Metin Bölümü —
- - - - -

World News in Turkish

SURİYE’DE NELER OLDU?

SURİYE’DE NELER OLDU?

Geçtiğimiz günlerde Suriye’de yaşanan ve Türkiye’yi hedef alan “gösteriler”, mülteciler konusunda devlet politikasında öngölülen değişikliğin sokaklara yansıması/yansıtılmasıydı. 

Yeni komşularımız olan ABD de, Rusya da Türkiye’nin mülteciler konusundaki bu politika değişikliğinden rahatsız olmuşlardı. Avrupa Birliği’nin de, Ortadoğu’yu hala eski arka bahçeleri olarak gören İngiltere ve Fransa’nın da, Dışişleri Bakanı Hakan Fidan’ın bir televizyon programında dillendirdiği bu politika değişikliğinden memnun oldukları söylenemez. 

Eskİ MİT Başkanı, yeni Dışişleri Bakanı Hakan Fidan, katıldığı bir televizyon programında yaptığı değerlendirmede, “3. Dünya Savaşı ihtimali var” diyordu; “Suriyelilerin ülkelerine dönmeleri gerektiğini” savunuyordu. Türkiye’nin politika değişikliği olarak değerlendirilen bu gelişme, “Suriye’nin bozulan demografik yapısının yeniden düzeltilmesini de sağlayabilecekti.” Esad, ülkesine dönen vatandaşlarıyla yeni bir sayfa açacak, PKK/PYD/YPG ile mücadelede elini güçlendirmiş olacaktı. Daha da önemlisi, Dışişleri Bakanı Hakan Fidan’ın ifade ettiği gibi Türkiye, ülkesini güney sınırları boyunca kuşatacak bir “Terörisan” kuşağının oluşturulmasını Suriye ile elele vererek önlemiş olacaktı.  

Fakat, her küresel aktörün Suriye’ye ilişkin değişik hesapları vardı. Bu hesapların ortak bir paydada toplanamaması, küresel çapta 3. Dünya Savaşı olarak nitelenen bir mücadelenin yaşanmasına neden oluyordu. 

Dönemin ABD Başkanı Trump’ın, 5 Eylül 2018’in ilk saatlerinde (01.20) attığı teweete, Rusya Devlet Başkanı Putin,  savaş uçaklarından bombalar yağdırarak karşılık verince İdlib, dünya gündeminin ilk sırasına oturuvermişti. Trump attığı teweetinde, “İdlib’te yüzbinlerce kişi ölebilir” diyordu. Putin de, gün ışıyınca,  Trump’ın bu mesajına İdlib’i bombalayarak karşılık veriyordu.

- - - - -

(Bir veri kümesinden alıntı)
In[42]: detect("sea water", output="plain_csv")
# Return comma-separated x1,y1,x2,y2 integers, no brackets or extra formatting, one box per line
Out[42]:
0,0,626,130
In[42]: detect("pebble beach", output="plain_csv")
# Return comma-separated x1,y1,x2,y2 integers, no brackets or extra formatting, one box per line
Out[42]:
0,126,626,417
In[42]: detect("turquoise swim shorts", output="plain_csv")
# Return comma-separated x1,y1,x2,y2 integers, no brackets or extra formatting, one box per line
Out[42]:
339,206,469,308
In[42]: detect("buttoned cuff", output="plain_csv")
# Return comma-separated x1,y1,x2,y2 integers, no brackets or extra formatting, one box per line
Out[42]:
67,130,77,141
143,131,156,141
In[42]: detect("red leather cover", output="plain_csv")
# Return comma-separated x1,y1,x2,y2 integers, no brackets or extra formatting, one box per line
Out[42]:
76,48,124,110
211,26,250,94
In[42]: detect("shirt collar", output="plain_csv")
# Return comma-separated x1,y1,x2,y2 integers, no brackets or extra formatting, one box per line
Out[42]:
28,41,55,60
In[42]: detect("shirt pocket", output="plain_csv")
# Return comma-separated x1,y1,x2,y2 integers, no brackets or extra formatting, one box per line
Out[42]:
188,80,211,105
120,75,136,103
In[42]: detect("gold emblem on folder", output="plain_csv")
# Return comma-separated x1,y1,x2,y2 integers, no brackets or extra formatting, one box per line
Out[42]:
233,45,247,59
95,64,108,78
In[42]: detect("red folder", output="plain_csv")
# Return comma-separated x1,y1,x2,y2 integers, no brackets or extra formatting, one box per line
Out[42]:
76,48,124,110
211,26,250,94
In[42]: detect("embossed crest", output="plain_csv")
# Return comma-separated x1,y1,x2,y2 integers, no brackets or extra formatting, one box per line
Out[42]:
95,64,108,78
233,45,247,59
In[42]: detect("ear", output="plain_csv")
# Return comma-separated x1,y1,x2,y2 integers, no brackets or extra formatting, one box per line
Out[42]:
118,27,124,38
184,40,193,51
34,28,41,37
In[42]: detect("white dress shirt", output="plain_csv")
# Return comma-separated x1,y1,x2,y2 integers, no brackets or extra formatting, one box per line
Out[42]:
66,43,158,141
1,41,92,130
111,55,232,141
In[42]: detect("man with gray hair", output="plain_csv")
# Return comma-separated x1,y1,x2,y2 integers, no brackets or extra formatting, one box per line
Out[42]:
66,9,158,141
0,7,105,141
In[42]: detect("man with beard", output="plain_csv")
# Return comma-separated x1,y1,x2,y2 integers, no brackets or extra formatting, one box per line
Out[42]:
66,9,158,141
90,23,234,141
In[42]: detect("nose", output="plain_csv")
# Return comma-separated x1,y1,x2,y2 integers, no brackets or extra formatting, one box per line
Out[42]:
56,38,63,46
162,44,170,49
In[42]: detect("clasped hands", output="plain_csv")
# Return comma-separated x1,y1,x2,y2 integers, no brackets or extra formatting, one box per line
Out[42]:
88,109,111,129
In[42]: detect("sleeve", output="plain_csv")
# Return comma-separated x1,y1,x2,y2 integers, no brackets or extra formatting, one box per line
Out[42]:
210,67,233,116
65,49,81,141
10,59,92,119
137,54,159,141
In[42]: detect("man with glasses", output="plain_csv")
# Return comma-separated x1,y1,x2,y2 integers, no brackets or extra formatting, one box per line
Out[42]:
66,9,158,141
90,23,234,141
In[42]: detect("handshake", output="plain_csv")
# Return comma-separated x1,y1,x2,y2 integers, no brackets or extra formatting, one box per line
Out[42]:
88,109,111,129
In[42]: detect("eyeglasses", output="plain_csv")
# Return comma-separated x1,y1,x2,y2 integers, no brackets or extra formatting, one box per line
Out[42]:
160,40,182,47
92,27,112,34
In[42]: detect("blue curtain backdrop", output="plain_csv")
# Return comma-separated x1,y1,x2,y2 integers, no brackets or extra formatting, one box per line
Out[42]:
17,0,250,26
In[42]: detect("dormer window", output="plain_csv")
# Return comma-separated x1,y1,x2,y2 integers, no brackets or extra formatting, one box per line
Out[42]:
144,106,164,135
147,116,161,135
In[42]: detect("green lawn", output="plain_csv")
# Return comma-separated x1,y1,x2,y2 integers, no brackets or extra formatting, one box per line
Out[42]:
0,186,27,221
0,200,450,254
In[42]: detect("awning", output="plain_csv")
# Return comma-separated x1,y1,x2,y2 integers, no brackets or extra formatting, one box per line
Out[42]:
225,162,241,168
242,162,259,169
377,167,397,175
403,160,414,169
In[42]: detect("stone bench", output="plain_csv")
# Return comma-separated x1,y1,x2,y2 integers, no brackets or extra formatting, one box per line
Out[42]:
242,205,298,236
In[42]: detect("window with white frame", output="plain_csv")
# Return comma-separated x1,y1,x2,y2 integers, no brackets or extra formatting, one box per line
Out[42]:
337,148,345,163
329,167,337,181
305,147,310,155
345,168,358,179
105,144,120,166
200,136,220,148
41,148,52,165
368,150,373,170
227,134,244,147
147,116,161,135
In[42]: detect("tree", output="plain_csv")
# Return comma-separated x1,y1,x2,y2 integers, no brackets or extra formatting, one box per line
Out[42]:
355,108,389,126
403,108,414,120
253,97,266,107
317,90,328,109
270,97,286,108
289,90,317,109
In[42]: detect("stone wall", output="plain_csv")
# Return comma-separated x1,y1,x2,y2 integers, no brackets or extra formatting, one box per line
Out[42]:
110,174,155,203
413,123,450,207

- - - - -

Alıştırma Görevleri —
**A.** Suriye konulu metinde "Geçtiğimiz günlerde Suriye’de" sözleriyle başlayan ve "memnun oldukları söylenemez." sözleriyle biten bölümü, iki ucu da dahil ederek aynen yazınız.
**B.** Satırların en başından "143,131,156,141" bulunan satıra kadarki kısmı, iki uç da dahil olmak üzere ve komut satırlarıyla birlikte yeniden veriniz. Bu kısmın dışındaki satırları yazmayınız. Yanıtlardaki kutu koordinatlarının her birini 2,6 ile çarpınız, ardından tam sayıya yuvarlayınız; buçuklar yukarı yuvarlanır.
Metin ile satırlar birbirinden bağımsızdır.

Cevap Anahtarı —
**A.**
Geçtiğimiz günlerde Suriye’de yaşanan ve Türkiye’yi hedef alan “gösteriler”, mülteciler konusunda devlet politikasında öngölülen değişikliğin sokaklara yansıması/yansıtılmasıydı. 

Yeni komşularımız olan ABD de, Rusya da Türkiye’nin mülteciler konusundaki bu politika değişikliğinden rahatsız olmuşlardı. Avrupa Birliği’nin de, Ortadoğu’yu hala eski arka bahçeleri olarak gören İngiltere ve Fransa’nın da, Dışişleri Bakanı Hakan Fidan’ın bir televizyon programında dillendirdiği bu politika değişikliğinden memnun oldukları söylenemez.

**B.**
In[42]: detect("sea water", output="plain_csv")
# Return comma-separated x1,y1,x2,y2 integers, no brackets or extra formatting, one box per line
Out[42]:
0,0,1628,338
In[42]: detect("pebble beach", output="plain_csv")
# Return comma-separated x1,y1,x2,y2 integers, no brackets or extra formatting, one box per line
Out[42]:
0,328,1628,1084
In[42]: detect("turquoise swim shorts", output="plain_csv")
# Return comma-separated x1,y1,x2,y2 integers, no brackets or extra formatting, one box per line
Out[42]:
881,536,1219,801
In[42]: detect("buttoned cuff", output="plain_csv")
# Return comma-separated x1,y1,x2,y2 integers, no brackets or extra formatting, one box per line
Out[42]:
174,338,200,367
372,341,406,367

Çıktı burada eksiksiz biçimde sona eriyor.